-------- Supplied material

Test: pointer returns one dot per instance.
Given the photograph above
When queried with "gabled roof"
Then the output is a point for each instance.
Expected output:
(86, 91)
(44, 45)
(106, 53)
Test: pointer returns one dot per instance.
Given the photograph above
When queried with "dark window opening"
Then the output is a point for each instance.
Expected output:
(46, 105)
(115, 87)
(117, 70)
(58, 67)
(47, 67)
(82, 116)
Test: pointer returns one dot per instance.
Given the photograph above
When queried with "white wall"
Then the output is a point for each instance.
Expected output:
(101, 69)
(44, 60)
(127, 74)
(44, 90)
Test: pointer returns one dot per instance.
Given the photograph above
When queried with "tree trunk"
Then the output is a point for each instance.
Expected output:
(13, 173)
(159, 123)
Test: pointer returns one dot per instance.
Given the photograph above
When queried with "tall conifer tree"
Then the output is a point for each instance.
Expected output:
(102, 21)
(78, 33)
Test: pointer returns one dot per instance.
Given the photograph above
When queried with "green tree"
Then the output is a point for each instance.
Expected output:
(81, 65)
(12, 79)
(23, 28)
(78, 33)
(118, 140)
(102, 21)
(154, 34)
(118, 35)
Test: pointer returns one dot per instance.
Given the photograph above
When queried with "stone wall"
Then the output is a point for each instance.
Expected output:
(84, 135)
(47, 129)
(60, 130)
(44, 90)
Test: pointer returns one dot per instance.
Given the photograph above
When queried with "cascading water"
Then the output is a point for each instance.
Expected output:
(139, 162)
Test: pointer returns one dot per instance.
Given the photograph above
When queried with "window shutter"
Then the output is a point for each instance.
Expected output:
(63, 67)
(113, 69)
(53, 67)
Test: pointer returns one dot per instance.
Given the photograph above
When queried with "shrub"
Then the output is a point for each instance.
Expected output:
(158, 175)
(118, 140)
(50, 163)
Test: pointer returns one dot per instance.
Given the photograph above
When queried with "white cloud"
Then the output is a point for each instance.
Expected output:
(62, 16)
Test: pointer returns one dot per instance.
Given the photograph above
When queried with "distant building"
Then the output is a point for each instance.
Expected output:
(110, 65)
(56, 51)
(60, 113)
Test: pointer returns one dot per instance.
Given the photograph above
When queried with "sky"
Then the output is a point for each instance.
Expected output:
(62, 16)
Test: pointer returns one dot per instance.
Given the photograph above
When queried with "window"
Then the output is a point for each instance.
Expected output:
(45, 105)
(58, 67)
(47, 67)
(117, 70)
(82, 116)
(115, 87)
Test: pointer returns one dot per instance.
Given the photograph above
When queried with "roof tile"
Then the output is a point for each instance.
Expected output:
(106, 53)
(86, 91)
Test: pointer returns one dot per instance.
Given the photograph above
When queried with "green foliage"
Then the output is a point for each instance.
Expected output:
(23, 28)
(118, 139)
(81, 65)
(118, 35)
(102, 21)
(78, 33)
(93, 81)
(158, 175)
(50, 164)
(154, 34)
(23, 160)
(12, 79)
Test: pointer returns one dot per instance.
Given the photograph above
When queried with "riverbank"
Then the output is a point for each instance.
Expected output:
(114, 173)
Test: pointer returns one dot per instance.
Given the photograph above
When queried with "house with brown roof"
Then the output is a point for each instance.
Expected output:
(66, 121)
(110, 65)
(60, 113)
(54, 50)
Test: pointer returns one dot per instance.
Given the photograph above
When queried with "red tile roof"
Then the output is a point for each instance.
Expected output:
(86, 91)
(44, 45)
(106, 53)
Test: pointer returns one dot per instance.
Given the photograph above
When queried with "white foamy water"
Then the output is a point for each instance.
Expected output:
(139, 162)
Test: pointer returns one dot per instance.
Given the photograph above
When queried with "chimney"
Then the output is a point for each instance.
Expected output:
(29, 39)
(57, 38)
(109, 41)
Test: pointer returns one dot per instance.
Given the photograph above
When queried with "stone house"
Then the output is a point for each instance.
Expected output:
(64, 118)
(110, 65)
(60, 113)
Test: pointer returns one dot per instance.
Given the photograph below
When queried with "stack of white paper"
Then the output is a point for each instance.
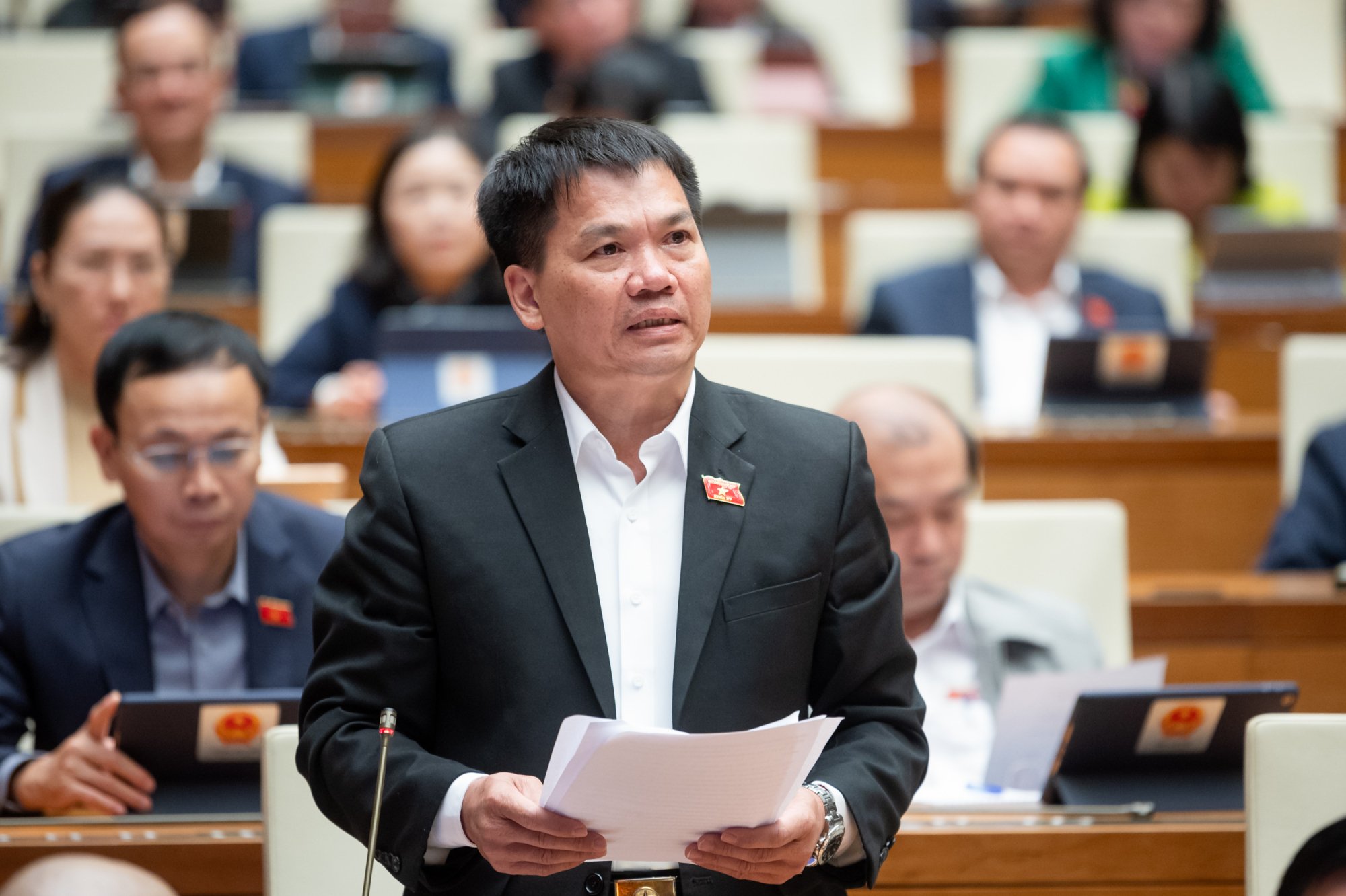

----------------

How many lines in the data above contain the word "white"? Case counts. Reply with only the number.

Reply >> 4